Part of a data file:
╔══

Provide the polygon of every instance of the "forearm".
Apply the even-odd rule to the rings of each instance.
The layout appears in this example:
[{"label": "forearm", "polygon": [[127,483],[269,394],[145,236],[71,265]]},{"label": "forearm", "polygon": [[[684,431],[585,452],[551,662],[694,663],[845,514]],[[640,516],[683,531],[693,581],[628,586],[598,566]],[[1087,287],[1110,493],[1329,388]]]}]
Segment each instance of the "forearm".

╚══

== Brief ==
Update all of the entries by replacing "instance" with "occurrence" wherever it occurs. Keep every other character as it is.

== Task response ==
Provide the polygon of every occurrence of the "forearm".
Apply the even-odd rule to the rings of each occurrence.
The layout appears in this example:
[{"label": "forearm", "polygon": [[127,483],[269,394],[145,236],[71,265]]},{"label": "forearm", "polygon": [[[684,431],[585,452],[551,662],[694,663],[845,514]],[[640,516],[683,531],[693,581],[628,586],[598,566]],[[1087,287],[1110,493],[1329,388]]]}]
Segment each occurrence of the "forearm".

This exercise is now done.